### Instructions for the task
Restate the complete material exactly.

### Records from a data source
^^^^^^^^^^^^^^^^

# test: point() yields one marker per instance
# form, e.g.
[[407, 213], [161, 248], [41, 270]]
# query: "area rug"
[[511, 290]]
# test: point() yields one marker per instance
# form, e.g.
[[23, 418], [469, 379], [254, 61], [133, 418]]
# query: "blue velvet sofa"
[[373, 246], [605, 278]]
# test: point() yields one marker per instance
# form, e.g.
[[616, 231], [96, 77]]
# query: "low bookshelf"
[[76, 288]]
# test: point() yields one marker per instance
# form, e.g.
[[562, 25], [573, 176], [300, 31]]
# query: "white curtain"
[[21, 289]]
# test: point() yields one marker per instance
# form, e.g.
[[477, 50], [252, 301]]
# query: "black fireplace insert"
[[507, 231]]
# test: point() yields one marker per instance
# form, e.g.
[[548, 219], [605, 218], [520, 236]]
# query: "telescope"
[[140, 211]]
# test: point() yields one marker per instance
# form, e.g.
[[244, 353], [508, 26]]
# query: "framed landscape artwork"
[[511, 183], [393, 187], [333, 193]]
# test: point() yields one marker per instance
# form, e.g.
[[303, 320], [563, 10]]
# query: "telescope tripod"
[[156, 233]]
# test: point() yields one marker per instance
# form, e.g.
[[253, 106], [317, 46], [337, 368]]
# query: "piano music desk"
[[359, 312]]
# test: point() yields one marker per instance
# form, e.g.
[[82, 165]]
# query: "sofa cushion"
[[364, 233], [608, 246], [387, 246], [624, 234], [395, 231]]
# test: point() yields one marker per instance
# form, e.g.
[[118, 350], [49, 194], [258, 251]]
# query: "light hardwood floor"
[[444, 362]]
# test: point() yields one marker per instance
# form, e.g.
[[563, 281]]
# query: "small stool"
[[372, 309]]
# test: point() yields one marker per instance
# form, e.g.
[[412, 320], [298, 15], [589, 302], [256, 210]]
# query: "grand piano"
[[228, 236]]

^^^^^^^^^^^^^^^^

### The response
# test: point() yields one marker per instance
# form, e.g.
[[407, 213], [161, 248], [41, 270]]
# query: "area rug"
[[511, 290]]
# test: point() yields one marker per instance
# form, e.g.
[[23, 418], [469, 379], [254, 61], [133, 418]]
# query: "blue velvet sofa"
[[373, 246], [605, 278]]
# test: point() yields one marker per instance
# form, e.g.
[[616, 231], [96, 77]]
# query: "low bookshelf"
[[76, 288]]
# test: point() yields one marker per instance
# form, e.g.
[[562, 25], [573, 176], [300, 31]]
# query: "white curtain"
[[21, 289]]
# test: point() yields one marker per instance
# form, e.g.
[[477, 50], [252, 301]]
# query: "black fireplace insert"
[[507, 231]]
# test: point() yields one marker per instance
# form, e.g.
[[548, 219], [605, 218], [520, 236]]
# query: "telescope"
[[140, 211]]
# test: point() yields one marker per instance
# form, e.g.
[[244, 353], [508, 26]]
# query: "framed landscape artwork"
[[511, 183], [393, 187], [333, 193]]
# test: point() yields one marker per instance
# form, e.g.
[[303, 320], [563, 10]]
# query: "telescope tripod"
[[156, 233]]
# test: point() yields one marker per instance
# form, e.g.
[[253, 106], [317, 46], [337, 368]]
# query: "piano music desk"
[[359, 312]]
# test: point() yields one marker per instance
# form, e.g.
[[82, 165]]
# query: "sofa cushion"
[[364, 233], [608, 246], [387, 246], [624, 234], [395, 231]]
# test: point() yields one marker per instance
# form, e.g.
[[118, 350], [49, 194], [258, 251]]
# query: "light hardwood floor"
[[444, 362]]
# test: point() yields one marker per instance
# form, e.g.
[[563, 281]]
# query: "small stool"
[[372, 309]]
# test: point() yields one marker per instance
# form, e.g.
[[412, 320], [298, 15], [589, 302], [256, 210]]
# query: "grand piano"
[[228, 236]]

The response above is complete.